Raw records:
* start *

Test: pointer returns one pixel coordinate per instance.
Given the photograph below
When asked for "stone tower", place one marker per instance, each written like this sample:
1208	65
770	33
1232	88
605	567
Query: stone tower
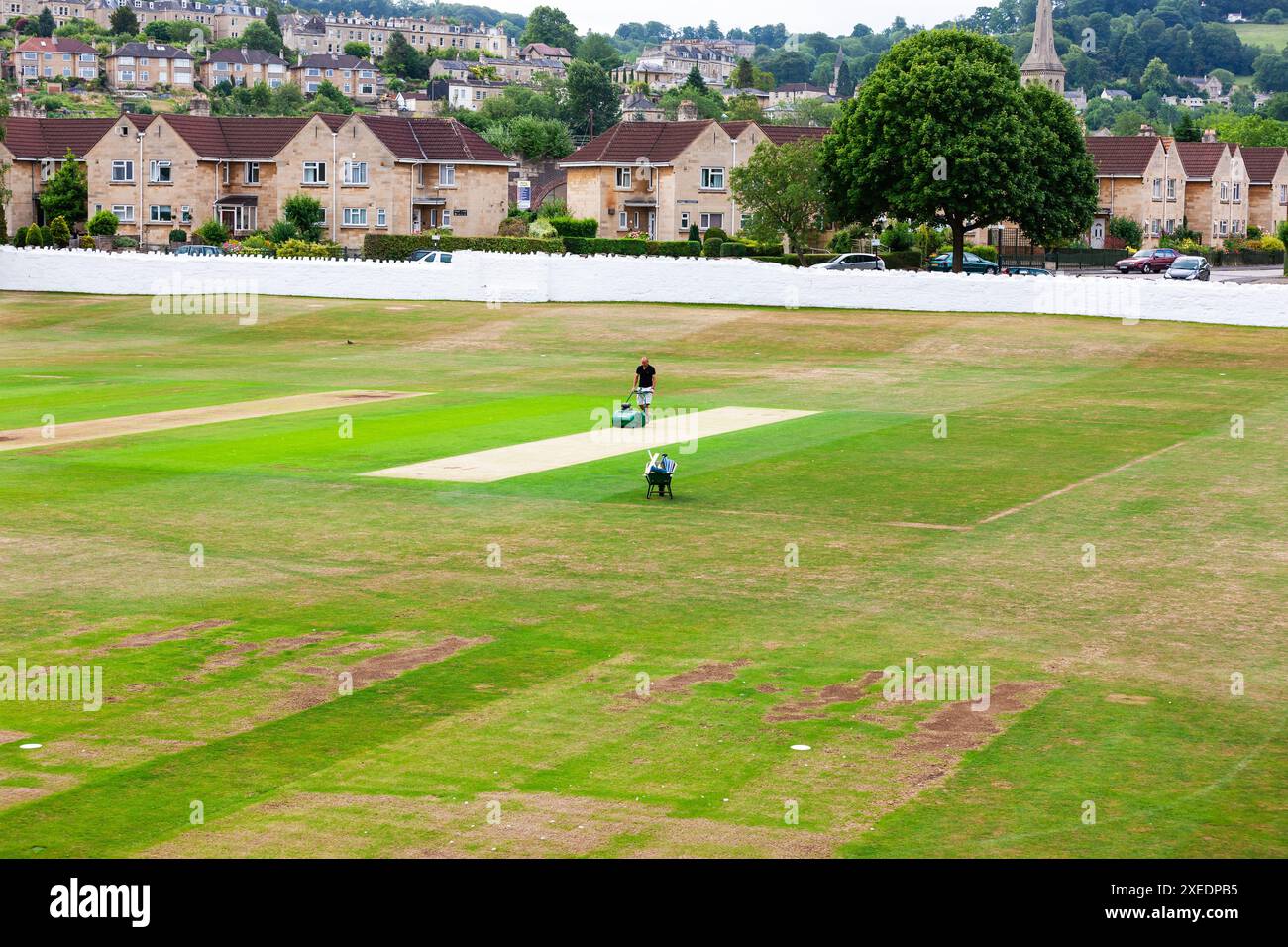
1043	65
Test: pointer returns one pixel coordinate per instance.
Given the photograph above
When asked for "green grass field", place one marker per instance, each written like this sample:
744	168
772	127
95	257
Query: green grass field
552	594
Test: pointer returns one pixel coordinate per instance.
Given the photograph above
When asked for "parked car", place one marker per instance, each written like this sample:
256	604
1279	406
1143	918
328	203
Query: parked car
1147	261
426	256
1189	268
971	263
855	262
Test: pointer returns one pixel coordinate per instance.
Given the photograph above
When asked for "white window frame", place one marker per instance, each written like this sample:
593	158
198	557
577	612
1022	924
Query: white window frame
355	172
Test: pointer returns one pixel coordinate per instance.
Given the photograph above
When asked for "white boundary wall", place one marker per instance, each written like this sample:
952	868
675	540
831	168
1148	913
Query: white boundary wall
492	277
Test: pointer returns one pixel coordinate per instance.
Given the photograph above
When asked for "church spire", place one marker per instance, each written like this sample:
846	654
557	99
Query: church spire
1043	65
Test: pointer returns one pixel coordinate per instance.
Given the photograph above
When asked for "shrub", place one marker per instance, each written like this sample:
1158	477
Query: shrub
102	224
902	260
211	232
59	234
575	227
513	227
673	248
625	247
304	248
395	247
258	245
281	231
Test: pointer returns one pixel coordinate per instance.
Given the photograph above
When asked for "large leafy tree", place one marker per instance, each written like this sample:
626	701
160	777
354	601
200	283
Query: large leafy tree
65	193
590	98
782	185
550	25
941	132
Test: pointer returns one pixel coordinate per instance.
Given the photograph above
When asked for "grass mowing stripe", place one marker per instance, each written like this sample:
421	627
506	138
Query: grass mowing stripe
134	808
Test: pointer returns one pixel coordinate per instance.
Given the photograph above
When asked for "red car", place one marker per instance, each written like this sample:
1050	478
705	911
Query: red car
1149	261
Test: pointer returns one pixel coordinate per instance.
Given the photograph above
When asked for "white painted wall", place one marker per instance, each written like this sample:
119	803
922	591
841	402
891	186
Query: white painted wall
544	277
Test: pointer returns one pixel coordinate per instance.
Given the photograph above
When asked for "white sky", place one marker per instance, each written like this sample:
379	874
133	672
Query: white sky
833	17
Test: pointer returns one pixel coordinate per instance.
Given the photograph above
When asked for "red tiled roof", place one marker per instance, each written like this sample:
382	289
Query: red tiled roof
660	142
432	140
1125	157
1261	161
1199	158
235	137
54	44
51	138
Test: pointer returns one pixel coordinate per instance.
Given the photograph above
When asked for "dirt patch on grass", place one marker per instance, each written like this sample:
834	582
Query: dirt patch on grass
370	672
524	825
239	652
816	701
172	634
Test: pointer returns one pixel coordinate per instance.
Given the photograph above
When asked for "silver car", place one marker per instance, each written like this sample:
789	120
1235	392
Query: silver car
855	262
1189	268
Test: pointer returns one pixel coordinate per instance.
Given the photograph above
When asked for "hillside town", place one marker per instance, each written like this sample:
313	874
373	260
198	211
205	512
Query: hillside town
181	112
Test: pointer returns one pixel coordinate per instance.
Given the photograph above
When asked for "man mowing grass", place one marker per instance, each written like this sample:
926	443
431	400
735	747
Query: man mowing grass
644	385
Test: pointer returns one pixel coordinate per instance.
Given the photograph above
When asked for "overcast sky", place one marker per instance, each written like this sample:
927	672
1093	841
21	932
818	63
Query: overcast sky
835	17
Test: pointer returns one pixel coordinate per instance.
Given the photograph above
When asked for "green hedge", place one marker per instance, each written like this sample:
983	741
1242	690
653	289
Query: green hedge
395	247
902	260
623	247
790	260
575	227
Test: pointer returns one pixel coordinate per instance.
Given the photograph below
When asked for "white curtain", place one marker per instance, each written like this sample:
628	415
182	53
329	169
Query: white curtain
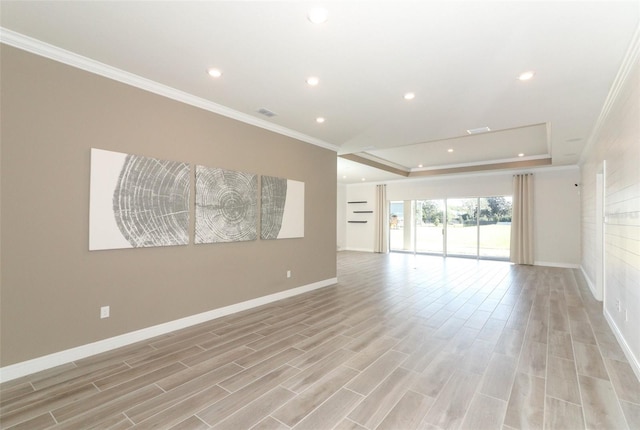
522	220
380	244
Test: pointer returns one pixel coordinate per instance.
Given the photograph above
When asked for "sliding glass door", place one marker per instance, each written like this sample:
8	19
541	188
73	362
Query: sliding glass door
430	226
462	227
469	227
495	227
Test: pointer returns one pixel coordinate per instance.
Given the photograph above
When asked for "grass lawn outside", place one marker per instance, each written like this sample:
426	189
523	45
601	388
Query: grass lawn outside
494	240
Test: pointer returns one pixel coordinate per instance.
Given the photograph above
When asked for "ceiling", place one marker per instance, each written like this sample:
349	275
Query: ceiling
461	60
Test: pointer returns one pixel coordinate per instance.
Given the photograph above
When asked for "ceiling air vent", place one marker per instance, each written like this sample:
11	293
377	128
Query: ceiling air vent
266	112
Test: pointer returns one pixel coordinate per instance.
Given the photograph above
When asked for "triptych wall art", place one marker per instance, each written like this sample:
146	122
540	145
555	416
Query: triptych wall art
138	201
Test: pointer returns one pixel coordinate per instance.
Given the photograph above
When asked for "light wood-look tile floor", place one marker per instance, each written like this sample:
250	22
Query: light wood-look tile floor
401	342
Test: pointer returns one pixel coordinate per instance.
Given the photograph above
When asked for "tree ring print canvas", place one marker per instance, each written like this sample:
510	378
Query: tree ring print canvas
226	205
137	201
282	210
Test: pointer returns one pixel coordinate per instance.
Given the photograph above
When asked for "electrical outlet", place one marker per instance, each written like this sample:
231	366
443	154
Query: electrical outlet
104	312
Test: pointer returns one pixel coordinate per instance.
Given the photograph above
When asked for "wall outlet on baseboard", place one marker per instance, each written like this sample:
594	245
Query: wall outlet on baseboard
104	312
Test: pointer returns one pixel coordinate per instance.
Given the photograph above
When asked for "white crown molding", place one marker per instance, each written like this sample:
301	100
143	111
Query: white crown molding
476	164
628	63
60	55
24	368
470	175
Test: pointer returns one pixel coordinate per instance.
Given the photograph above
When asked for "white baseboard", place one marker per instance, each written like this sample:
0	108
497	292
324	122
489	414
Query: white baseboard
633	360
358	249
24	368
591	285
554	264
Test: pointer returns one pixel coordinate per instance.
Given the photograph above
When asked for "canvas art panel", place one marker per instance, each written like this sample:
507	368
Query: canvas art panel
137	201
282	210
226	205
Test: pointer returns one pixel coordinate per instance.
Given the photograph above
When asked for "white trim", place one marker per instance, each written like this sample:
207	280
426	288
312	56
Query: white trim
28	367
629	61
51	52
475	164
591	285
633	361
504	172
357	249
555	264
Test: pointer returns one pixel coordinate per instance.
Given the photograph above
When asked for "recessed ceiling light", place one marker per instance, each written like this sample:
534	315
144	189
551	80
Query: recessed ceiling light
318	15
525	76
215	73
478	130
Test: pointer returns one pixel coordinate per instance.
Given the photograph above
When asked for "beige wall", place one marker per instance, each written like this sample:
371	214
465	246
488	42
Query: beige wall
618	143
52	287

* end *

Exercise description
Report each line above that contains the string "sliding", treating uppercase and lowercase letters as distinct.

Exercise answer
When asked for "sliding glass door", place one marker per instance, each written like this sample:
Query: sliding glass door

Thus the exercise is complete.